▸ **WHAT IS REQUIRED**
Copy every item below verbatim, line for line, without changing anything.

▸ **EXERCISE INPUT**
>>

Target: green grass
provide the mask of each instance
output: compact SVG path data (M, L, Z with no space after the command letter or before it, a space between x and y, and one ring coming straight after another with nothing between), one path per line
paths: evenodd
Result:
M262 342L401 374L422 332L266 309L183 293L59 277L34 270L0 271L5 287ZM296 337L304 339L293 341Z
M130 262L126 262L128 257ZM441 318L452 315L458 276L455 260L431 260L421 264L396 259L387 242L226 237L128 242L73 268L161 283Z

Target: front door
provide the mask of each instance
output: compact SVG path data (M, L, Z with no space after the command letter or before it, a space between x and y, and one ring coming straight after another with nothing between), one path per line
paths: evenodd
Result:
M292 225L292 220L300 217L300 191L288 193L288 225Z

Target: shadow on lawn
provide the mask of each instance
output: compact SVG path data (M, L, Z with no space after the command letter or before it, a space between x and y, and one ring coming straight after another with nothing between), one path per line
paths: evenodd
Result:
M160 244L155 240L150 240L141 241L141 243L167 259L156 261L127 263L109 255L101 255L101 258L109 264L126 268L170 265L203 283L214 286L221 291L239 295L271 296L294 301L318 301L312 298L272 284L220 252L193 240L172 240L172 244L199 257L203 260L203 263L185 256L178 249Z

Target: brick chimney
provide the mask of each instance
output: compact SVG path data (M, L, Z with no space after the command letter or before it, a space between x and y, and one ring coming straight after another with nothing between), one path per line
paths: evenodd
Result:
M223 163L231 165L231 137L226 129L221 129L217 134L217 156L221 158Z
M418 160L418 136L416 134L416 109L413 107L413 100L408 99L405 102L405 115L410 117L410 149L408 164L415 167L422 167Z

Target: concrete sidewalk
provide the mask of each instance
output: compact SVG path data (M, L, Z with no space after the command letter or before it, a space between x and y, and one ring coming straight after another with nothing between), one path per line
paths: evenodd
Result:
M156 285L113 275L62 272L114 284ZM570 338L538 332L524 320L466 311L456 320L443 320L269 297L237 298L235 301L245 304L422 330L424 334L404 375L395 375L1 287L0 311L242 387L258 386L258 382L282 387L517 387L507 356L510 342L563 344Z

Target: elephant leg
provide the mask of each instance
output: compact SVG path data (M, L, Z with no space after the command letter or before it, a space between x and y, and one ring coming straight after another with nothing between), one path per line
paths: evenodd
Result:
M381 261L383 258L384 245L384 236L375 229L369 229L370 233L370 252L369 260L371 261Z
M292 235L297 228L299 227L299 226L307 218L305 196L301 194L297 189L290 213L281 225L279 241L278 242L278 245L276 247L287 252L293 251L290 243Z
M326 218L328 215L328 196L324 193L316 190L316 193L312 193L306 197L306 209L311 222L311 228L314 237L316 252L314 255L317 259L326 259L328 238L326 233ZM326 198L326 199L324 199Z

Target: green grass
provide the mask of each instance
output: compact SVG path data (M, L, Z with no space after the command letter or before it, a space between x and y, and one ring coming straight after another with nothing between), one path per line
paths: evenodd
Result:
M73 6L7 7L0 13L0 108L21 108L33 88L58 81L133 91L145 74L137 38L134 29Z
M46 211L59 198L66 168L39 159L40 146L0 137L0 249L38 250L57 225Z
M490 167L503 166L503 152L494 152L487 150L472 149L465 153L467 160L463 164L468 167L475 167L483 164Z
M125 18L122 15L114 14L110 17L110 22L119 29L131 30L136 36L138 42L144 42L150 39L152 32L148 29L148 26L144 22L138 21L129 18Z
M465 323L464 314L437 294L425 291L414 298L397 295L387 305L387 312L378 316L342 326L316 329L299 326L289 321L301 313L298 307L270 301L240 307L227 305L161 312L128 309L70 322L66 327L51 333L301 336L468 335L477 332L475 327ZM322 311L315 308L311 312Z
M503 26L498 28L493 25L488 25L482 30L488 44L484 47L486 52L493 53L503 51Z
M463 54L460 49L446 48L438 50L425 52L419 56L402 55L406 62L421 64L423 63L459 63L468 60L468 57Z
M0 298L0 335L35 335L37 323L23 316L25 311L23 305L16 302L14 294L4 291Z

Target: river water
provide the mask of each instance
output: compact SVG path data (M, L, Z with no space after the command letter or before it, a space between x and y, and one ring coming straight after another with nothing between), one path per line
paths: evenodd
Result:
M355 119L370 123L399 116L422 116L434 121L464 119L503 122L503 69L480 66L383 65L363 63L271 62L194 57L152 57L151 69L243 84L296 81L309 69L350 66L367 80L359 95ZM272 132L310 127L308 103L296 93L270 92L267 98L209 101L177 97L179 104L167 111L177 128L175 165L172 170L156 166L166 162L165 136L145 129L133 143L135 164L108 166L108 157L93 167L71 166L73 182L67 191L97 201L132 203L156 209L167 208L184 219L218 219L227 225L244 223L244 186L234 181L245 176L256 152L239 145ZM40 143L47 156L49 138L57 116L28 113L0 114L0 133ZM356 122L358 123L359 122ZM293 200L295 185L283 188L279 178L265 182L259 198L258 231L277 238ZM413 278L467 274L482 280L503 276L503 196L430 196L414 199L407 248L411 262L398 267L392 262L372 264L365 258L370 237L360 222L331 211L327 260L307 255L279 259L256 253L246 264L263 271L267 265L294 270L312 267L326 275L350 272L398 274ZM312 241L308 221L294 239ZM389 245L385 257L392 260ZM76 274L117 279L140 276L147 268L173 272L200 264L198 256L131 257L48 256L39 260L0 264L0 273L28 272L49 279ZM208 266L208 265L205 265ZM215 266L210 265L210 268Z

<<

▸ **RESPONSE TO THE EXERCISE**
Target: green grass
provide the mask of each instance
output: compact SVG path data (M, L, Z with no space after the command letter or before it, a space between x and y, and one ring coming straight after another with nothing between), one path per line
paths: evenodd
Result:
M262 342L401 374L422 332L266 309L183 293L59 277L34 270L0 271L5 287ZM296 337L304 339L293 341Z
M130 262L126 262L128 257ZM441 318L452 315L458 276L455 260L431 260L421 264L396 259L387 242L226 237L128 242L73 268L161 283Z

Target: front door
provide the mask of each instance
output: compact SVG path data (M, L, Z with no space after the command letter or before it, a space between x and y, and one ring coming straight after another with nothing between), one path per line
paths: evenodd
Result:
M292 225L292 220L300 217L300 191L288 193L288 225Z

Target: shadow on lawn
provide the mask of each instance
output: compact SVG path data (M, L, Z with no space after the command letter or before it, a space between x and y, and one ring coming straight after another with nothing between), one path per line
paths: evenodd
Result:
M160 244L155 240L150 240L141 241L141 243L167 259L156 261L127 263L109 255L101 255L101 258L109 264L126 268L170 265L203 283L214 286L221 291L239 295L271 296L294 301L318 301L312 298L272 284L220 252L193 240L172 240L172 244L199 257L203 260L203 263L185 256L178 249Z

Target: brick chimney
provide the mask of each instance
output: compact SVG path data (M, L, Z with no space after the command letter or before it, a space between x and y, and one ring coming straight after another with nothing between), one path per line
paths: evenodd
Result:
M223 163L231 165L231 137L226 129L221 129L217 134L217 156L221 158Z
M418 160L418 136L416 134L416 109L413 107L413 100L408 99L405 102L405 115L410 117L410 149L408 164L415 167L422 167Z

Target: concrete sidewalk
provide the mask of each instance
output: compact SVG path data (M, L, Z with no space after the command letter or before it, a space between x and y, and one ring coming straight after another with nothing between), one path per line
paths: evenodd
Result:
M156 285L113 275L62 272L114 284ZM570 338L538 332L524 320L466 311L456 320L443 320L269 297L237 298L235 301L245 304L422 330L424 334L404 375L395 375L1 287L0 311L242 387L258 386L258 382L282 387L517 387L507 356L510 342L563 344Z

Target: elephant leg
provide the mask of each instance
output: compact SVG path data (M, L, Z with no space after the command letter or before it, a space between x and y, and one ring coming straight after another with nothing between), one path per line
paths: evenodd
Result:
M381 261L383 258L384 245L384 236L375 229L369 229L370 233L370 252L369 260L371 261Z
M292 235L297 228L299 227L299 226L307 218L305 196L301 194L297 189L290 213L281 225L279 241L278 242L278 245L276 247L287 252L293 251L290 243Z
M326 218L328 215L328 196L324 193L316 190L316 193L312 193L306 197L306 209L311 222L311 228L314 237L316 252L314 255L317 259L326 259L328 238L326 233ZM326 198L326 199L324 199Z

Target: green grass
provide the mask of each instance
output: compact SVG path data (M, L, Z with no space after the command letter or before it, a space between x and y, and one ring coming straight after another with nothing between), one path per line
paths: evenodd
Result:
M73 6L7 7L0 13L0 108L21 108L33 88L58 81L133 91L145 74L137 38L134 29Z
M46 211L59 198L66 168L39 159L40 146L0 137L0 249L38 250L57 225Z
M490 167L503 166L503 152L494 152L487 150L472 149L465 153L467 160L463 164L468 167L475 167L483 164Z
M125 18L122 15L114 14L110 17L110 22L119 29L131 30L136 36L138 42L144 42L150 39L152 32L148 29L148 26L144 22L138 21L129 18Z
M465 323L464 314L437 294L425 291L414 298L397 295L387 305L387 312L378 316L342 326L316 329L299 326L289 321L301 313L298 307L270 301L240 307L227 305L161 312L128 309L70 322L66 327L51 333L301 336L468 335L477 332L475 327ZM322 311L315 308L311 312Z
M503 26L498 28L493 25L488 25L482 30L488 44L484 47L486 52L493 53L503 51Z
M463 54L460 49L446 48L438 50L425 52L419 56L402 55L406 62L421 64L423 63L459 63L468 60L468 57Z
M0 298L0 335L35 335L37 323L23 316L25 311L23 305L16 302L14 294L4 291Z

Target: river water
provide the mask of each instance
output: compact SVG path data (M, L, Z with no space after the command letter or before it, a space between x and y, and one ring coming straight after another with nothing between), one path per line
paths: evenodd
Result:
M355 119L370 123L399 116L422 116L434 121L464 119L503 122L503 69L480 66L383 65L363 63L271 62L194 57L152 57L151 69L243 84L296 81L309 69L350 66L367 80L359 95ZM272 132L310 127L308 103L296 93L270 92L267 98L209 101L177 97L179 104L167 111L177 128L175 165L172 170L156 166L166 162L165 136L145 129L133 143L135 164L108 166L108 157L93 167L71 166L73 182L67 191L97 201L132 203L156 209L167 208L184 219L218 219L227 225L244 223L244 186L234 181L245 176L256 152L239 145ZM40 143L47 156L49 138L57 116L28 113L0 114L0 133ZM356 122L358 123L359 122ZM293 200L295 185L283 188L279 178L265 182L259 198L258 231L277 238ZM413 278L467 274L482 280L503 276L503 196L430 196L414 199L407 248L411 262L398 267L392 262L372 264L365 258L370 237L360 222L331 211L327 260L307 255L279 259L256 253L246 264L263 271L267 265L294 270L312 267L326 275L350 272L398 274ZM312 241L308 221L294 239ZM389 245L385 257L392 260ZM76 274L117 279L140 276L147 268L173 272L200 264L198 256L131 257L48 256L39 260L0 264L0 273L28 272L49 279ZM208 266L208 265L205 265ZM215 266L210 265L210 268Z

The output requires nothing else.